Start Data section

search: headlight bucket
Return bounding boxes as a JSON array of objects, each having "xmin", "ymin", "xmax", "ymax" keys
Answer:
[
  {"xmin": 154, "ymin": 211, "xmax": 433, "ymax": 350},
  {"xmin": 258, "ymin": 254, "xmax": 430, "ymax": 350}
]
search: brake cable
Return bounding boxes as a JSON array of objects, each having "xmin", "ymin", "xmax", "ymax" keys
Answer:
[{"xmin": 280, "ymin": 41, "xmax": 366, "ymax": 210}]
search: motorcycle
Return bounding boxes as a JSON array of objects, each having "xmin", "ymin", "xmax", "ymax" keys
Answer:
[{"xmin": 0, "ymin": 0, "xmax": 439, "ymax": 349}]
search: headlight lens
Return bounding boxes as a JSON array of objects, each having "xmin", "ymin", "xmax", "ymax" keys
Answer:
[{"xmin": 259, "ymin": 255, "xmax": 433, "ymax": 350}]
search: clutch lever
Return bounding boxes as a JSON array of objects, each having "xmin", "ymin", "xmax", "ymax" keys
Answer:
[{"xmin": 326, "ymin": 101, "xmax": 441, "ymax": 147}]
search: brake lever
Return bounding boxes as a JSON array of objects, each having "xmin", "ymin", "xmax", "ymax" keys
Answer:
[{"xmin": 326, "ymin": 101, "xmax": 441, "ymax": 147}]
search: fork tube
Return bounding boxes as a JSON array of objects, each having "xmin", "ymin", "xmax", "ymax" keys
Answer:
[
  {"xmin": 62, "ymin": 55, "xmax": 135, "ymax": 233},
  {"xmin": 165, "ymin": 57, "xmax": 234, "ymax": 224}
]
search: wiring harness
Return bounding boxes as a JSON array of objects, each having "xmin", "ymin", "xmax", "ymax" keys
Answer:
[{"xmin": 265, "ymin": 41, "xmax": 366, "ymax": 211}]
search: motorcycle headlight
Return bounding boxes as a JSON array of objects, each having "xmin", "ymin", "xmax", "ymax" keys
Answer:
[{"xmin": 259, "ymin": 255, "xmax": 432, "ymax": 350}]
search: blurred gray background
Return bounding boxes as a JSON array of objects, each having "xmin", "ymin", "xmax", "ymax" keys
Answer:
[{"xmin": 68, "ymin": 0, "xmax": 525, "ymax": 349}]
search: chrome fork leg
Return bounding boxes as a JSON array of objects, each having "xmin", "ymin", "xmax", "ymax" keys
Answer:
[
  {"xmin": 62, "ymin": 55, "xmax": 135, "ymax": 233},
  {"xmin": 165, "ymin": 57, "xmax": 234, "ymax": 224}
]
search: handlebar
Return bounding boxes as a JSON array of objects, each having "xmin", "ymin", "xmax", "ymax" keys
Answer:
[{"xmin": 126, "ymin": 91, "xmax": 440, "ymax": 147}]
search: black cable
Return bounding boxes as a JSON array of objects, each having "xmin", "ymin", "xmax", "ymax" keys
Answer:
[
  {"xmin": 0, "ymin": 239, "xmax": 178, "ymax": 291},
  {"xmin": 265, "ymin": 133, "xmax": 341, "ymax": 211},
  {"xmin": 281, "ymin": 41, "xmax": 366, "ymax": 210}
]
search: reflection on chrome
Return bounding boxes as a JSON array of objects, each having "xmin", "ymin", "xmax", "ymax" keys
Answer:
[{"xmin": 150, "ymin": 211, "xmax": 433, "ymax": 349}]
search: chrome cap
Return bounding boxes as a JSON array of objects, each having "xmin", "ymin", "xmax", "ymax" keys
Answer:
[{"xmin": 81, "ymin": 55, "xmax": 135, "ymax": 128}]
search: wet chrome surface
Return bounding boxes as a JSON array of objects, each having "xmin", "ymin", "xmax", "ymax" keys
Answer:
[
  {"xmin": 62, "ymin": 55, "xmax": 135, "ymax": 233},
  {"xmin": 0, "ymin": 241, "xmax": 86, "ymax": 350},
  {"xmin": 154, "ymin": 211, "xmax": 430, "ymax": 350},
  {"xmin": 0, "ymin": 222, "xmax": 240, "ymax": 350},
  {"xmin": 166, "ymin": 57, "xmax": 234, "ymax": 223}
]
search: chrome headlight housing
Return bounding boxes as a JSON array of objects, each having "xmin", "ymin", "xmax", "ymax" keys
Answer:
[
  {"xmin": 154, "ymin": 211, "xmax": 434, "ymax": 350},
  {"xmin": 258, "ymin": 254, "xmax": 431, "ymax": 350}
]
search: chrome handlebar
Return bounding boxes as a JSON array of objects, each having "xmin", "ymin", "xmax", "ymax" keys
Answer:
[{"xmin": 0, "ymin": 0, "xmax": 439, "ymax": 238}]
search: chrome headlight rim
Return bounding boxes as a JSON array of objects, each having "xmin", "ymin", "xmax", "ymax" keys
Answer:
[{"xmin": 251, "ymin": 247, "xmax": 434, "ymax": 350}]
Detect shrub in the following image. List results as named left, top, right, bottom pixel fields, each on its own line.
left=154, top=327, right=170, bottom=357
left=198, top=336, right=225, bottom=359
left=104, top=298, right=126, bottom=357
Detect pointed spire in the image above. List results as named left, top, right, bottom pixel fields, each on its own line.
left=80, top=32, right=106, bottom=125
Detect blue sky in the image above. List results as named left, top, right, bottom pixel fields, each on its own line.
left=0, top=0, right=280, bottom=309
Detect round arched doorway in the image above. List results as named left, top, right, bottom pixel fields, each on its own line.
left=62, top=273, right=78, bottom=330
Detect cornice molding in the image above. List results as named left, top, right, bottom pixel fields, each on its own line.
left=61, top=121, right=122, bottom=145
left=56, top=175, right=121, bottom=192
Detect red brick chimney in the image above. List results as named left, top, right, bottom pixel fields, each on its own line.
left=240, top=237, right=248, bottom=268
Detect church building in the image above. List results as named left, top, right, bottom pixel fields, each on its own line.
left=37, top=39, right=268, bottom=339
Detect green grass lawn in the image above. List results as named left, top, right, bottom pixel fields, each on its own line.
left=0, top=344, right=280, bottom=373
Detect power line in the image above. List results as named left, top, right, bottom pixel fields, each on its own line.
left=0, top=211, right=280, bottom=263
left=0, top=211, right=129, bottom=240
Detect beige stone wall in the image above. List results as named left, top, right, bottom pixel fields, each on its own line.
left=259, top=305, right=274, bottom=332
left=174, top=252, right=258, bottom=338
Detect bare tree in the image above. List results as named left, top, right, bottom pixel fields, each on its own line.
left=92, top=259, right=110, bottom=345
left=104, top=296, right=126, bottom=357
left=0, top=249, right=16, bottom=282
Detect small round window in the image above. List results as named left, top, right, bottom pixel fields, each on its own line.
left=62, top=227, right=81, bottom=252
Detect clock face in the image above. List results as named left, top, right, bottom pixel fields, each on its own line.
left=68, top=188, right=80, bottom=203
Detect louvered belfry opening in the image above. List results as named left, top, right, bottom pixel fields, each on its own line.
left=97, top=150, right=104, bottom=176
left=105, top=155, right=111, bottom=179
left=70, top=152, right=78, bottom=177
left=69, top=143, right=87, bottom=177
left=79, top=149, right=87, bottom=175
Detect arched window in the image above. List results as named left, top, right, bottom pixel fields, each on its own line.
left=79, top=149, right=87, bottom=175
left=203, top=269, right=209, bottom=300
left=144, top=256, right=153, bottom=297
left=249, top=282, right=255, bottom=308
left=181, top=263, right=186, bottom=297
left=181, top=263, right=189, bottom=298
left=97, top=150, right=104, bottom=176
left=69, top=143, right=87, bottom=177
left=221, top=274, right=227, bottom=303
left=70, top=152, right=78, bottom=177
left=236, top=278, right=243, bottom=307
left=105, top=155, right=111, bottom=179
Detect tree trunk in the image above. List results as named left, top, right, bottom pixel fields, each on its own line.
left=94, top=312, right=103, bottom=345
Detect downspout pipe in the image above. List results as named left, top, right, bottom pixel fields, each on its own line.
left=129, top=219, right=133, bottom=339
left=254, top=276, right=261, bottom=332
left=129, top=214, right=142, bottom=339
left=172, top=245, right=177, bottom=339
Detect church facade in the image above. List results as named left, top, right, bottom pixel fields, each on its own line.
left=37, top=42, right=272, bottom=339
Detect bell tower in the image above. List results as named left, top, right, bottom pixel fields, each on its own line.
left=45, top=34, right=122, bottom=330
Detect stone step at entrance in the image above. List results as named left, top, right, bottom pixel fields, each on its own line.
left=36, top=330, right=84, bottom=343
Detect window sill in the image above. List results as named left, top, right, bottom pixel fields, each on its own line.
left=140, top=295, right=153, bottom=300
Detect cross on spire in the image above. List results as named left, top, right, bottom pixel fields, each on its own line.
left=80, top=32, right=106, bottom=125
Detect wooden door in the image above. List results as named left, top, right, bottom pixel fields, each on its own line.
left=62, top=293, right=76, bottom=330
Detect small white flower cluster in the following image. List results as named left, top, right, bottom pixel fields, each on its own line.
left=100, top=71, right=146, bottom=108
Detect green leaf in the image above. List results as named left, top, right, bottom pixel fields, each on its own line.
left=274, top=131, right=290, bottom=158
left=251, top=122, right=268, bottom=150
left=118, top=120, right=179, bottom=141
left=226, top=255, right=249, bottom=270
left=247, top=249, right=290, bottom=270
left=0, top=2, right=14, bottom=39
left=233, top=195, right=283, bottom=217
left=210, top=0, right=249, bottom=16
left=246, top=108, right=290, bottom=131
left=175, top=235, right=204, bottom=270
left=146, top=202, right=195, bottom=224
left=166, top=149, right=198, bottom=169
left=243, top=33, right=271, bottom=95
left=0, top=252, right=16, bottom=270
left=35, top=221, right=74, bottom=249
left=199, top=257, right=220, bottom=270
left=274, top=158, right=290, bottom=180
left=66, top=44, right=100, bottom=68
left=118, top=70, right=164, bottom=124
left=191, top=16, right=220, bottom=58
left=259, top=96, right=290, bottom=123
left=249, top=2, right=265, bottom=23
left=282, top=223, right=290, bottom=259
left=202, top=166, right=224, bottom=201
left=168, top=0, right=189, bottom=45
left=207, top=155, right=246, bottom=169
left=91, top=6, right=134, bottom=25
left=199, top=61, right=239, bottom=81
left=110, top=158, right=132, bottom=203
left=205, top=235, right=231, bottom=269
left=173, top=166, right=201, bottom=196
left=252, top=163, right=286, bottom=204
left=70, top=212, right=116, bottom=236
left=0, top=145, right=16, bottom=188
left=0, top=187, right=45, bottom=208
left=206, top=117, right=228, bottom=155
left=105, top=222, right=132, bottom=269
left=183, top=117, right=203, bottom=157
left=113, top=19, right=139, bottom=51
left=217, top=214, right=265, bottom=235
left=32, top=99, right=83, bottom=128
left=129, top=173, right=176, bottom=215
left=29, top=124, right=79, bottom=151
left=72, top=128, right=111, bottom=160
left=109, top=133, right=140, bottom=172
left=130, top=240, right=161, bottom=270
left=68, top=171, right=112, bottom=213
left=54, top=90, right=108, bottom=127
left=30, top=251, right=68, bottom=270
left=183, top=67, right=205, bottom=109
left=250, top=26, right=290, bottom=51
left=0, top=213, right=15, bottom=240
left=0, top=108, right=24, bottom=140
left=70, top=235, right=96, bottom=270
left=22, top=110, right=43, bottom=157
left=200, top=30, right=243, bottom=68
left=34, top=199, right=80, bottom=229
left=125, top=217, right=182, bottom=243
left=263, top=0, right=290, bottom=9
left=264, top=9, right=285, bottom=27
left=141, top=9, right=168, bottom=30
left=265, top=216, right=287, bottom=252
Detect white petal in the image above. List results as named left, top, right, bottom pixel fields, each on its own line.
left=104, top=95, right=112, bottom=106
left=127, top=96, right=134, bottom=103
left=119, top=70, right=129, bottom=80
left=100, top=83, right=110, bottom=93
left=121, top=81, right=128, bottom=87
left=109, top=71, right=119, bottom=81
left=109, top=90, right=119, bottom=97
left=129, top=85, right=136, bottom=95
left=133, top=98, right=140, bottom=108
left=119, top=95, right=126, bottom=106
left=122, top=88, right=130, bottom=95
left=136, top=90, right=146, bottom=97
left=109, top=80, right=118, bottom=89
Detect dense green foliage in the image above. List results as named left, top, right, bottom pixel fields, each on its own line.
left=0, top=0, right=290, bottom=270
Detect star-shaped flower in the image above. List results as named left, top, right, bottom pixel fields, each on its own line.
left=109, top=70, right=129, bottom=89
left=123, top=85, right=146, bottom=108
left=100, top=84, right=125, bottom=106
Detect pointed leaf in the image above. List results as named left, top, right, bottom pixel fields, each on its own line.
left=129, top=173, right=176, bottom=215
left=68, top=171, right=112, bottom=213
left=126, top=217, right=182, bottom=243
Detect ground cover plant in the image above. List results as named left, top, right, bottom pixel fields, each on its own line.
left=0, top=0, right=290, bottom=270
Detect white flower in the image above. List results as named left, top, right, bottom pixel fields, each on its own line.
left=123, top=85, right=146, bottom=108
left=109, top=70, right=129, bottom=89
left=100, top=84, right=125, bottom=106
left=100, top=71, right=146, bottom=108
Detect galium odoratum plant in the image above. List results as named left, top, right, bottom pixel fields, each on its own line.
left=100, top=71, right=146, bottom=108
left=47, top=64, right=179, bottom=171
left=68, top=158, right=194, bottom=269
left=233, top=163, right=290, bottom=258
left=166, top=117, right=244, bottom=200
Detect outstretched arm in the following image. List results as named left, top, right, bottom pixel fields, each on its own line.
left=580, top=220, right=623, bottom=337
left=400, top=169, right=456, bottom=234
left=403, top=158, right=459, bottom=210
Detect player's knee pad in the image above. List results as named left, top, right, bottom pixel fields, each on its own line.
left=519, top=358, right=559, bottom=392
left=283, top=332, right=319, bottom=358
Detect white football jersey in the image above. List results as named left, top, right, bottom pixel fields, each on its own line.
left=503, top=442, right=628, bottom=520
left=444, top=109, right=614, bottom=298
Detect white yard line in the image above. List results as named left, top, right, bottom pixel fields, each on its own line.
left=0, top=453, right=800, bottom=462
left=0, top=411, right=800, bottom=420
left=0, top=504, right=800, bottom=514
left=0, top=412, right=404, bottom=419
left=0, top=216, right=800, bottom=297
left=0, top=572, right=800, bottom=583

End Data section

**Short problem**
Reproduce, unchanged, every line from the one containing "Detect cross on" down to the one containing "left=62, top=293, right=76, bottom=330", both of those included.

**Exercise result**
Detect cross on spire in the image above. List results as named left, top, right, bottom pixel fields, each on its own line.
left=80, top=32, right=106, bottom=125
Detect wooden door in the image above. List results as named left, top, right, bottom pixel fields, each on its own line.
left=62, top=293, right=76, bottom=330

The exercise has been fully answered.